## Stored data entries
################

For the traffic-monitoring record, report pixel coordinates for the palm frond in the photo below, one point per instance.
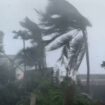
(62, 40)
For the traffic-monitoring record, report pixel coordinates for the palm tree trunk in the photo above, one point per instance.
(33, 99)
(87, 60)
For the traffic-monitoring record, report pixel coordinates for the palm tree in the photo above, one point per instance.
(67, 29)
(36, 53)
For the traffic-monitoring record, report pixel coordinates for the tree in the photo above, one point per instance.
(67, 28)
(103, 64)
(37, 52)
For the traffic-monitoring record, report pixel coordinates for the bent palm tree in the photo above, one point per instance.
(33, 33)
(67, 28)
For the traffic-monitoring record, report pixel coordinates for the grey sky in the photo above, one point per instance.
(13, 11)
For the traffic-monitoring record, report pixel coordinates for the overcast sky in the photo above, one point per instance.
(13, 11)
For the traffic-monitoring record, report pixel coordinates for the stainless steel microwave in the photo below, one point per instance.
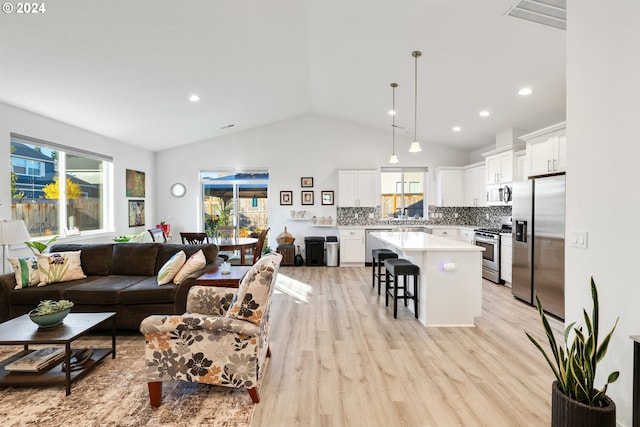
(499, 195)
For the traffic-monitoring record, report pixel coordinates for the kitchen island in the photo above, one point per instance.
(450, 288)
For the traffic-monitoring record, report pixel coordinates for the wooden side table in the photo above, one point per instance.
(216, 278)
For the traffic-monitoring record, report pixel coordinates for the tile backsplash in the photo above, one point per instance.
(490, 216)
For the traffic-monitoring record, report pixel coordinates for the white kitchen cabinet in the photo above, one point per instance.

################

## TASK STATEMENT
Restate the entries verbatim, without pictures.

## SOLUTION TO THIS PROBLEM
For the traffic-monitoring record, report pixel coordinates for the palm frond in the photo below, one point per instance.
(62, 40)
For the traffic-monitoring record, report pixel coordinates for the palm tree trunk in the photo above, one point per instance.
(33, 99)
(87, 60)
For the traffic-monitoring record, report pixel coordinates for the palm tree in the photo above, one point per instance.
(67, 29)
(36, 53)
For the traffic-monitoring record, report pixel coordinates for the tree in the photo above, one point per instance.
(67, 28)
(103, 64)
(37, 52)
For the traffic-monitoring record, report pixel coordinates for the bent palm tree in the photo above, one point per instance.
(33, 33)
(67, 28)
For the traffic-monitoring record, report pixel coordinates for the grey sky in the photo above, one point per instance.
(13, 11)
For the traffic-monitoring record, report pixel coordinates for the overcast sky in the photo above, one point per instance.
(13, 11)
For the traffic-monitoring record, report pixel coordinates for the stainless steel microwave in the photo below, one point per instance.
(499, 195)
For the traffic-monitoring record, report pixel coordinates for the kitchen island in the photo above, one point per instance.
(450, 288)
For the traffic-monitoring record, report pixel coordinates for the wooden side table in the photo above, one point per instance.
(216, 278)
For the traffic-monitoring record, report pixel coordinates for the tile backsplash in the photo above, one point per instance.
(490, 216)
For the traffic-monitoring record, report pixel coordinates for the white kitchen cabinet in the photo above, one point per instance.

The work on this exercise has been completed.